Excerpted passage:

Origins of the Assize System
The origins of the system of assizes, based on regular journeys by the judges to groups of counties, with fixed stopping places at the more prominent towns, which was to continue down to the Courts Act 1971 and the creation of the Crown Court, can be traced to a number of features of royal justice during the 12th to 14th centuries. Nevertheless, the manner in which the justices of assize emerged as the supreme judicial authorities outside London was not necessarily intended or foreseen.
The appointment from the thirteenth century of local knights and members of the gentry as keepers of the peace (later justices of the peace), and the gradual transfer to them from the time of the Tudors of local administrative and judicial responsibilities, was accompanied by supervision of their activities by the justices of assize as agents of the Privy Council. This was particularly the case during the Elizabethan and early-Stuart periods by which time also the system of assizes, divided into six circuits in England and based on the Court of Great Sessions in Wales and Chester, effectively monopolised the higher sphere of justice outside London. Except in the counties palatine of Durham and Lancaster, under their respective clerks of the crown, the administrative work of each circuit was now formally under the control of a clerk of assize, though forbidden by the Justices of Assize, etc Act 1541 from acting as counsel within his own circuit. These clerks, who had assumed the duties of the clerks of the crown (now effectively separated from the clerks of the peace by an act of 1545) were the successors to those who, in earlier centuries, accompanied the judges on their circuits.
Functions of the Justices of Assize
In going on their circuits the formal business of the judges was regulated by the issue to them of five commissions: of the peace; of oyer and terminer; of general gaol delivery; of assize; and of nisi prius. Their extra-judicial supervision of local administration was much reduced following the Civil War. For much of the 16th and 17th centuries they were also involved in the religious and political manoeuvres of the crown. After the revolutionary settlement of 1689 their political influence was to decline, so that by the beginning of the 18th century their role was principally judicial. In this capacity they dealt with the more serious criminal cases including cases remitted to them from courts of quarter sessions by justices of the peace. With those courts they also dealt with actions against local authorities for failing to maintain their highways etc and they also heard civil causes referred to them from the central courts of common law at nisi prius.
The Assize System, 1830-1913
It was not until 1830 that there was any change in the organisation of the assize courts as they had existed for nearly 300 years. By the Law Terms Act of that year, the Court of Great Sessions was abolished and the Welsh counties and Chester were brought into the general circuit system. Shortly afterwards, by the Central Criminal Court Act 1834, the administration of justice in the metropolis and adjacent areas was unified in a newly-created Central Criminal Court, which took over the jurisdiction previously exercised outside the circuit system at the ancient Old Bailey and Guildhall sessions under criminal commissions for London and Middlesex. Under a further act of 1856 the Central Criminal Court could also hear cases outside its ordinary jurisdiction to ensure a fair trial where local prejudice existed or when, due to its frequent sessions, it could offer an early trial and so avoid the delay involved in waiting for the next assizes.
At the time of its creation the Central Criminal Court was also empowered to deal with offences committed on the high seas, previously tried at the Admiralty Sessions, and this power was extended to the justices of assize under the Admiralty Offences Act 1844.

Material provided:
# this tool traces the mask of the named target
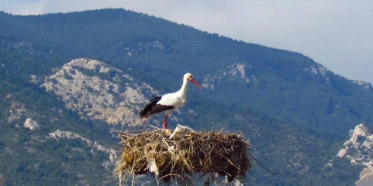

Stated goal 1:
In the text on the assize system, into how many circuits was the assize system in England divided during the Elizabethan and early-Stuart periods?
Stated goal 2:
Please copy, word for word, everything in the text on the assize system from "Origins of the Assize" down to "intended or foreseen.".

Task solution 1:
Six circuits.

Task solution 2:
Origins of the Assize System
The origins of the system of assizes, based on regular journeys by the judges to groups of counties, with fixed stopping places at the more prominent towns, which was to continue down to the Courts Act 1971 and the creation of the Crown Court, can be traced to a number of features of royal justice during the 12th to 14th centuries. Nevertheless, the manner in which the justices of assize emerged as the supreme judicial authorities outside London was not necessarily intended or foreseen.